* Begin TASK DATA *

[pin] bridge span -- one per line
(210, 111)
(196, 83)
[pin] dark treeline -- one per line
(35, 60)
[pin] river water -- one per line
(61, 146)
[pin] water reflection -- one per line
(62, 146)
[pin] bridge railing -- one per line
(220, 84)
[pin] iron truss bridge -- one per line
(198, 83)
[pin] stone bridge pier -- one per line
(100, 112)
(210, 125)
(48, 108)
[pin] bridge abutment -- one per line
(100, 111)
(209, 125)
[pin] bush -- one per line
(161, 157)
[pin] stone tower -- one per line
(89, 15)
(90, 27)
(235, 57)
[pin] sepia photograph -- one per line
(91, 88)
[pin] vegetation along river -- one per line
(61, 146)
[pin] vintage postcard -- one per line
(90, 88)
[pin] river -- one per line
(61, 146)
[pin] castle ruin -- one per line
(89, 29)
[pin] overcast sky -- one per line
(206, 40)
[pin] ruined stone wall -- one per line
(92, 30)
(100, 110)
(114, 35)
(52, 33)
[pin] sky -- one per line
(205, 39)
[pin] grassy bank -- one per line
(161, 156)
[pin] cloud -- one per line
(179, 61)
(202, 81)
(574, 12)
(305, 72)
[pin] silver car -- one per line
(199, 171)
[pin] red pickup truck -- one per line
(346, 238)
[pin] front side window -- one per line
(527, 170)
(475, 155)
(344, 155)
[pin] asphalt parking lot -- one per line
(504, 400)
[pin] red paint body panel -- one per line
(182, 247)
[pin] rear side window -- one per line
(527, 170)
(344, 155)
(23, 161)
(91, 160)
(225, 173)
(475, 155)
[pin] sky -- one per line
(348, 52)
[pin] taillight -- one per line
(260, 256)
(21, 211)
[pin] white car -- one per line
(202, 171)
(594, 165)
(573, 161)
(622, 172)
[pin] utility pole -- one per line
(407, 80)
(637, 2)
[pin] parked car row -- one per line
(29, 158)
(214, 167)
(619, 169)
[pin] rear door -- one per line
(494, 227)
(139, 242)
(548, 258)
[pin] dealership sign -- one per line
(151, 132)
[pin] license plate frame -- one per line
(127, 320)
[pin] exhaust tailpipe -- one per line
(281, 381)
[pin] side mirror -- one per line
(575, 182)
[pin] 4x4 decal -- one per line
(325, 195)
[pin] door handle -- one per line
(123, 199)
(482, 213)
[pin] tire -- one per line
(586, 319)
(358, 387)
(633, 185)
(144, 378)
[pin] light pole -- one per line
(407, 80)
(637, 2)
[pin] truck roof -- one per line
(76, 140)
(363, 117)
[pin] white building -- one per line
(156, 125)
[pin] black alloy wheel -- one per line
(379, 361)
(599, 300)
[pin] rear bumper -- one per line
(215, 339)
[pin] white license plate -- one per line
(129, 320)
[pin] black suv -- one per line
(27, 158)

* End TASK DATA *

**WRITTEN TASK**
Render all of the lines above as a JSON list of strings, one string per line, with any blank lines left out.

**RESPONSE TO THIS TASK**
[
  "[pin] bridge span -- one per line",
  "(210, 111)",
  "(196, 83)",
  "[pin] dark treeline -- one per line",
  "(35, 60)",
  "[pin] river water -- one per line",
  "(61, 146)",
  "[pin] water reflection -- one per line",
  "(62, 146)",
  "[pin] bridge railing -- one per line",
  "(220, 84)",
  "[pin] iron truss bridge -- one per line",
  "(198, 83)",
  "[pin] stone bridge pier -- one per line",
  "(100, 112)",
  "(210, 125)",
  "(48, 108)",
  "[pin] bridge abutment -- one per line",
  "(100, 111)",
  "(209, 125)",
  "[pin] bush -- one per line",
  "(161, 157)",
  "[pin] stone tower -- one per line",
  "(89, 15)",
  "(90, 27)",
  "(235, 57)",
  "[pin] sepia photograph -- one per line",
  "(91, 88)",
  "[pin] vegetation along river -- one per line",
  "(61, 146)",
  "[pin] vintage postcard -- one per line",
  "(90, 88)",
  "[pin] river -- one per line",
  "(61, 146)",
  "[pin] castle ruin -- one per line",
  "(89, 29)",
  "[pin] overcast sky -- one per line",
  "(206, 40)",
  "[pin] ruined stone wall -- one per line",
  "(92, 30)",
  "(100, 110)",
  "(114, 35)",
  "(52, 33)",
  "[pin] sky -- one per line",
  "(205, 39)",
  "[pin] grassy bank -- one per line",
  "(161, 156)",
  "[pin] cloud -- one per line",
  "(179, 61)",
  "(202, 81)",
  "(574, 12)",
  "(305, 72)",
  "[pin] silver car -- one per line",
  "(199, 171)",
  "[pin] red pickup truck -- one per line",
  "(346, 238)",
  "[pin] front side window -- one per line",
  "(527, 170)",
  "(475, 155)",
  "(344, 155)",
  "[pin] asphalt parking lot -- one per line",
  "(504, 400)",
  "[pin] red paint body panel -- one per line",
  "(182, 247)",
  "[pin] rear side window -- one per line",
  "(527, 170)",
  "(344, 155)",
  "(23, 161)",
  "(91, 160)",
  "(225, 173)",
  "(475, 155)",
  "[pin] sky -- one per line",
  "(348, 52)",
  "[pin] taillight -- one per line",
  "(260, 256)",
  "(21, 211)",
  "[pin] white car -- one per line",
  "(202, 171)",
  "(594, 165)",
  "(573, 161)",
  "(622, 172)",
  "[pin] utility pole -- one per line",
  "(407, 80)",
  "(637, 2)",
  "[pin] parked car row -- one per line",
  "(29, 158)",
  "(214, 167)",
  "(619, 169)",
  "[pin] rear door -- one per line",
  "(494, 227)",
  "(139, 242)",
  "(548, 258)",
  "[pin] dealership sign -- one per line",
  "(151, 132)",
  "[pin] license plate frame -- one per line",
  "(127, 320)",
  "[pin] exhaust tailpipe -- one per line",
  "(281, 381)",
  "[pin] side mirror -- one per line",
  "(575, 182)",
  "[pin] 4x4 decal -- one per line",
  "(325, 195)",
  "[pin] door handle -- one per line",
  "(123, 199)",
  "(482, 213)",
  "[pin] tire -- one per line",
  "(586, 319)",
  "(358, 387)",
  "(633, 185)",
  "(144, 378)",
  "[pin] light pole -- one per line",
  "(407, 80)",
  "(637, 2)",
  "[pin] truck roof -- one per line",
  "(76, 140)",
  "(363, 117)",
  "[pin] white building -- one per line",
  "(156, 125)",
  "[pin] black alloy wheel -- one per line",
  "(379, 361)",
  "(599, 300)",
  "[pin] rear bumper -- one per line",
  "(215, 339)",
  "[pin] white license plate -- one per line",
  "(129, 320)",
  "[pin] black suv -- one per line",
  "(27, 158)"
]